Task description
Write out all of the records precisely. Skip anything that is a picture.

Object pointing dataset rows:

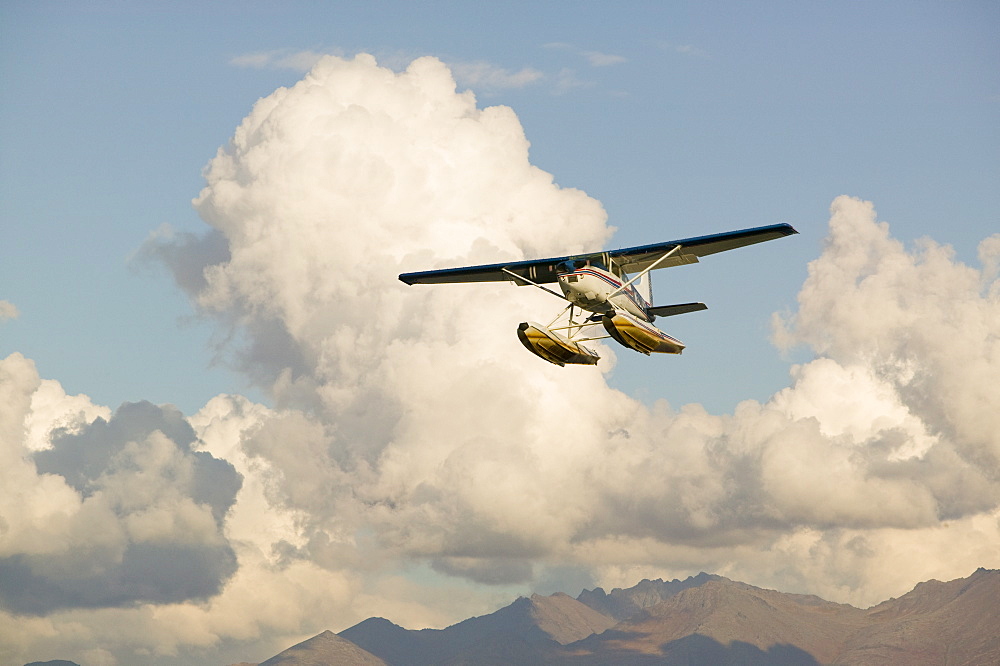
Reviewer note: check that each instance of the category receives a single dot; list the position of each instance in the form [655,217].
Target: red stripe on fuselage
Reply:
[630,291]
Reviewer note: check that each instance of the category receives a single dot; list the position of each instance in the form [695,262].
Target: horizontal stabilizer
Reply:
[671,310]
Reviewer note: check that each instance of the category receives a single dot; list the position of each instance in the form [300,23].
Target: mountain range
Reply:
[705,619]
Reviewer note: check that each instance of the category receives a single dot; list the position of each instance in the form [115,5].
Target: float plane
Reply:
[600,292]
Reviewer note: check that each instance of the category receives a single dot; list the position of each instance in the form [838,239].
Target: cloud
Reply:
[300,61]
[113,512]
[395,390]
[412,446]
[489,78]
[8,311]
[593,58]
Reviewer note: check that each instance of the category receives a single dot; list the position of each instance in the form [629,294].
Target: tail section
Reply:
[671,310]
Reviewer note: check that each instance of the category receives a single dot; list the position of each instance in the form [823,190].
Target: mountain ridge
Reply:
[704,619]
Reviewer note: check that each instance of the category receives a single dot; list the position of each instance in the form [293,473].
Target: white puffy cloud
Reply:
[412,440]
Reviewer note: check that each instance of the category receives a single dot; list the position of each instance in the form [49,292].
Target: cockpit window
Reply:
[575,264]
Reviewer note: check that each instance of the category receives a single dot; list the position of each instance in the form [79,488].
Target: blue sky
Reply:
[390,450]
[702,118]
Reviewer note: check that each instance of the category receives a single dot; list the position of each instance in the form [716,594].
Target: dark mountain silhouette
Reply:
[706,620]
[525,632]
[322,650]
[623,604]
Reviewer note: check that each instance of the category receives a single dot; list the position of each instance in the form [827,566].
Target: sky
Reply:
[227,426]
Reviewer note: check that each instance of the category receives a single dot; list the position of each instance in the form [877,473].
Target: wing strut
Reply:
[520,278]
[644,271]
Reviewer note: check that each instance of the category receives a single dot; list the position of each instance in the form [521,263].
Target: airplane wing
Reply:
[632,259]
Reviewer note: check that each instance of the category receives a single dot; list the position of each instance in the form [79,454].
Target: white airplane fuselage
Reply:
[597,290]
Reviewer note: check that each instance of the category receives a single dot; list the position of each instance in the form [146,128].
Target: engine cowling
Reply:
[553,347]
[639,335]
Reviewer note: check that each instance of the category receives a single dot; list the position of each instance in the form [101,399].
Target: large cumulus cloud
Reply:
[114,512]
[411,436]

Solution
Reviewer note: check that each instance of the category receives a single dot; list the position of each instance in the form [655,217].
Target: red stripe on fuselage
Reply:
[630,291]
Reviewer note: check that each instance of the category receives a single dot; list the position of each instance in the form [695,262].
Target: horizontal stabilizer
Reply:
[671,310]
Reviewer note: check that each instance of the category receives a single dot; list the position of each instance in the form [300,23].
Target: mountain range
Reply:
[705,619]
Reviewer note: check that each instance of the category receives a single dot; list the position of each instance in the form [115,5].
Target: float plane
Reply:
[600,292]
Reviewer note: check that each instance of the category receives a single dot; list the position of each instance in the form [838,239].
Target: cloud
Reply:
[300,61]
[113,512]
[395,390]
[412,446]
[489,78]
[8,311]
[593,58]
Reviewer note: check that each instance of the category receives a single dot; list the position of each instance in the form [629,294].
Target: tail section
Reply:
[671,310]
Reviewer note: check that each instance of the category receives a single dot; list the position of each instance in the form [823,190].
Target: mountain ridge
Reply:
[704,619]
Reviewer note: check that each instance of the category receives a single dot; list the position of each instance in the form [293,473].
Target: white puffy cloud
Reply:
[412,440]
Reviewer note: check that each instance of the category receives a single dot; list the position of each instance in the form [49,292].
Target: cockpit window
Reply:
[575,264]
Reviewer note: check that each instance of the category receives a single dot; list the position of each instance in the form [79,488].
Target: blue sky
Reply:
[390,450]
[702,118]
Reviewer note: check that each instance of the category receives a single dot; list the position of each instance in the form [716,594].
Target: dark mountain silhouette
Reply:
[706,620]
[525,632]
[322,650]
[623,604]
Reviewer note: check that each instance of the category receives a single dot; list the position of each instance in the form [827,566].
Target: sky
Reply:
[227,426]
Reviewer note: check that each instance of the category receives a single dot; list the position of each instance in the form [877,473].
Target: wing strut
Reply:
[520,278]
[644,271]
Reviewer note: check that each instance of the category receives a single dot; list the position of each instance in the form [521,263].
Target: airplane wing
Reply:
[632,259]
Reviewer note: check that each instance of the category receives a single dot; list the position of each instance in the form [79,454].
Target: white airplane fuselage
Reply:
[597,290]
Reviewer note: check that each instance of the category receives a single dot; list the position of each instance in the form [146,128].
Target: engine cowling
Reply:
[553,347]
[639,335]
Reviewer note: check that each instance of the category receives a single dot; list the position of each instance in the form [101,399].
Target: large cumulus cloud
Reply:
[114,512]
[411,436]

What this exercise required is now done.